Rewrite the lines starting at the one that contains "leaf in the image above." and ending at the last line, changing "green lettuce leaf" to "romaine lettuce leaf" and keeping everything else the same. Give only those lines.

Dataset records:
begin

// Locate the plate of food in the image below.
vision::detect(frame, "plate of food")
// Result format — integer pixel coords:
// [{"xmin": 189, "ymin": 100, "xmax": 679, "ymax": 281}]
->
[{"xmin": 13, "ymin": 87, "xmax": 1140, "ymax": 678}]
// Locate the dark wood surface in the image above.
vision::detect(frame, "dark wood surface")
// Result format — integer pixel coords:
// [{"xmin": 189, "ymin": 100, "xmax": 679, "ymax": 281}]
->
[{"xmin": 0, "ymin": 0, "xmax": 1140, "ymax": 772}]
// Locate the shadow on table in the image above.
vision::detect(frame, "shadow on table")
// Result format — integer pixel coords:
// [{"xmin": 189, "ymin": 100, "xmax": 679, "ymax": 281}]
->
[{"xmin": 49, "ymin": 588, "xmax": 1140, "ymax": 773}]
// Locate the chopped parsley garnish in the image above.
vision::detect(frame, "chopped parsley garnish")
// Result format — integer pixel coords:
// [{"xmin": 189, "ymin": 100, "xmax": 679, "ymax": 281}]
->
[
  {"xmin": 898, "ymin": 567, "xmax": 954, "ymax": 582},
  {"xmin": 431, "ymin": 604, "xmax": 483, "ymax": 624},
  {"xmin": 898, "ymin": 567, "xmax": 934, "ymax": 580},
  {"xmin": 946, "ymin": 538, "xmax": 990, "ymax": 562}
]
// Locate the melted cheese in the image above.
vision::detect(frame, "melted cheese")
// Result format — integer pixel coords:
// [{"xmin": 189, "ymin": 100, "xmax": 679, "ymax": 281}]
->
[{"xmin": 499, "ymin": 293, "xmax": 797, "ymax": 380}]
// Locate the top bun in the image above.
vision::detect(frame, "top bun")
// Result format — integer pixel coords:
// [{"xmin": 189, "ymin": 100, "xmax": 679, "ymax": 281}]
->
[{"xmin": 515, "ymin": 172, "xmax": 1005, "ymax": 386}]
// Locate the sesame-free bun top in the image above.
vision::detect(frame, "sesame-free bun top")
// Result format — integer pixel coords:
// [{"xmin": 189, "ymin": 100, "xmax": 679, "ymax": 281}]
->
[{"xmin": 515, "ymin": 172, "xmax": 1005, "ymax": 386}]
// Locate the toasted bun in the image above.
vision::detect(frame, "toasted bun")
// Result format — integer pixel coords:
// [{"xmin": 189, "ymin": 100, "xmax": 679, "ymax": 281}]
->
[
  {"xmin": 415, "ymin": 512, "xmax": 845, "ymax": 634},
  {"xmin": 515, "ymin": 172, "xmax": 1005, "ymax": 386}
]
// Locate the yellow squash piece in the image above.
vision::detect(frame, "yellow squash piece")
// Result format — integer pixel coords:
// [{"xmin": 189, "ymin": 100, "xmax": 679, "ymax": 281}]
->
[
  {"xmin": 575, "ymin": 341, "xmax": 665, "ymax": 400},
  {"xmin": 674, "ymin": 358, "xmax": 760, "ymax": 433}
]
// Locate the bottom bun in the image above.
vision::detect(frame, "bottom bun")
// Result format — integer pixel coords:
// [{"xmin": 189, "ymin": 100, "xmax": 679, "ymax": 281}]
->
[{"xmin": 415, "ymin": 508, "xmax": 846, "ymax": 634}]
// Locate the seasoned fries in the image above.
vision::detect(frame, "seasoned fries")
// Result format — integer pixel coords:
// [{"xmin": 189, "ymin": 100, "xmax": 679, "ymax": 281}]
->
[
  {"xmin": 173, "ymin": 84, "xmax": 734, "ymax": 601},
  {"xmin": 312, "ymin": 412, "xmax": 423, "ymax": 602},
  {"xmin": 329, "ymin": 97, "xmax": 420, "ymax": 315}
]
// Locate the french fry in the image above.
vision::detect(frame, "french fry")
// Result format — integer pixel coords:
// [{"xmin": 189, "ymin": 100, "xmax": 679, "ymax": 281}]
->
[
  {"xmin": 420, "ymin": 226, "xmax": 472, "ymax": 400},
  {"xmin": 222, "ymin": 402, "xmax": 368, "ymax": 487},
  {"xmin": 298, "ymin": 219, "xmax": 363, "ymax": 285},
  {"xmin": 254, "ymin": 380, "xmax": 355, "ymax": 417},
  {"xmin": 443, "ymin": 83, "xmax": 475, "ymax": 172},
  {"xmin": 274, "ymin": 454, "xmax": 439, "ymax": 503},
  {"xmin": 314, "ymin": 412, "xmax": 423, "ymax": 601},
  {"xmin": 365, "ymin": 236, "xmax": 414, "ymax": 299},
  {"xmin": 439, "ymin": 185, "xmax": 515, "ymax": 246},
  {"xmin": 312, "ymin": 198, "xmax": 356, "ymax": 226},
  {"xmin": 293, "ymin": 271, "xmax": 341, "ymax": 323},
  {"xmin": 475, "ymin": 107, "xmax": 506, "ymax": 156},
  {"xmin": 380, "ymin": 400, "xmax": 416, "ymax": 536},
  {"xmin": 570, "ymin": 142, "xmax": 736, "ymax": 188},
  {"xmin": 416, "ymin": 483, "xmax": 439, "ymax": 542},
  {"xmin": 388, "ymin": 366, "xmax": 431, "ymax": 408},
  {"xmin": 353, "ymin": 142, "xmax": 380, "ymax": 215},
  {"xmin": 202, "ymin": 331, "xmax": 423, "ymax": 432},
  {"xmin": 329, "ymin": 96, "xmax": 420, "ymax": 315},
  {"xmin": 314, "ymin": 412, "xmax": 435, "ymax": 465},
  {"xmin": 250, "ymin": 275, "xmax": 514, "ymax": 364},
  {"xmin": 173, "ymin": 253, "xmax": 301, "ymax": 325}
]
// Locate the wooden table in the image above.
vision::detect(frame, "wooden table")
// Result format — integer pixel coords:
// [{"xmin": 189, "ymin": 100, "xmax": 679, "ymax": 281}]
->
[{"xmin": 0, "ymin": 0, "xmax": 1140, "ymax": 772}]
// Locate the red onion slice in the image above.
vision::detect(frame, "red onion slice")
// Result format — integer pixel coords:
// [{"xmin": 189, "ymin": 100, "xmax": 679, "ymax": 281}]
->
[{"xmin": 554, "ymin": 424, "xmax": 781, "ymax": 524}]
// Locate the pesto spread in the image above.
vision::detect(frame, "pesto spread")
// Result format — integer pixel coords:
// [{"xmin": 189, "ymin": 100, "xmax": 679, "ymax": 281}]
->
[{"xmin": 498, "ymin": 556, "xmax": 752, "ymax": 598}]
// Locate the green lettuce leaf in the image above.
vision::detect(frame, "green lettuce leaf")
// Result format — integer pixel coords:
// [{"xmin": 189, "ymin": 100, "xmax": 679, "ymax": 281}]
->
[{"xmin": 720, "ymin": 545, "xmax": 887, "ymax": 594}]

end

Written answer:
// Locate the romaine lettuce leaf in the image above.
vision::detect(frame, "romaine lettuce leaf")
// Result format — integer pixel coords:
// [{"xmin": 189, "ymin": 100, "xmax": 679, "ymax": 281}]
->
[{"xmin": 720, "ymin": 545, "xmax": 887, "ymax": 594}]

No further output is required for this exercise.